Exercise brief:
Extract every line of the records below and reproduce each one verbatim, in its original order.

Supplied data:
──────────────────────────────
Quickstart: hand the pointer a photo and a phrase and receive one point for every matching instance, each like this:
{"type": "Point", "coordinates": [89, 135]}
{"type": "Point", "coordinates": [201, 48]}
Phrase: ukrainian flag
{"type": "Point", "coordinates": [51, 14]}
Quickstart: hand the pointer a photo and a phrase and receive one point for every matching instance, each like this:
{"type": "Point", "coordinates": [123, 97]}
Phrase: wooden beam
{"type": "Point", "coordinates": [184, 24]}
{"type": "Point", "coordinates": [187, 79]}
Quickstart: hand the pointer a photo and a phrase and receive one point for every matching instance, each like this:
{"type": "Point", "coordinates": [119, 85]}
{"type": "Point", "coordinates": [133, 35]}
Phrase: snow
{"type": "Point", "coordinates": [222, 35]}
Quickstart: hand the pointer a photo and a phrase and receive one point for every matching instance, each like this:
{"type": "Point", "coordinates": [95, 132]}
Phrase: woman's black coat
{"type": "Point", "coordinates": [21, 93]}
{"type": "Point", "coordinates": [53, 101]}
──────────────────────────────
The completed task:
Quickstart: hand the pointer a photo and a phrase and receive one point for every matching instance, each like this:
{"type": "Point", "coordinates": [89, 135]}
{"type": "Point", "coordinates": [201, 48]}
Phrase: ukrainian flag
{"type": "Point", "coordinates": [51, 14]}
Quickstart: hand the pointer a photo and a phrase and receive one point for every matching instance, each like this:
{"type": "Point", "coordinates": [123, 97]}
Phrase: wooden beam
{"type": "Point", "coordinates": [184, 24]}
{"type": "Point", "coordinates": [187, 79]}
Quickstart: hand the pointer a photo and a phrase and receive one point for every matching instance, each like this:
{"type": "Point", "coordinates": [119, 85]}
{"type": "Point", "coordinates": [133, 35]}
Phrase: snow
{"type": "Point", "coordinates": [222, 35]}
Quickstart: hand the pointer a photo and a phrase and receive one point for every matching instance, each like this:
{"type": "Point", "coordinates": [95, 132]}
Phrase: woman's black coat
{"type": "Point", "coordinates": [21, 93]}
{"type": "Point", "coordinates": [53, 101]}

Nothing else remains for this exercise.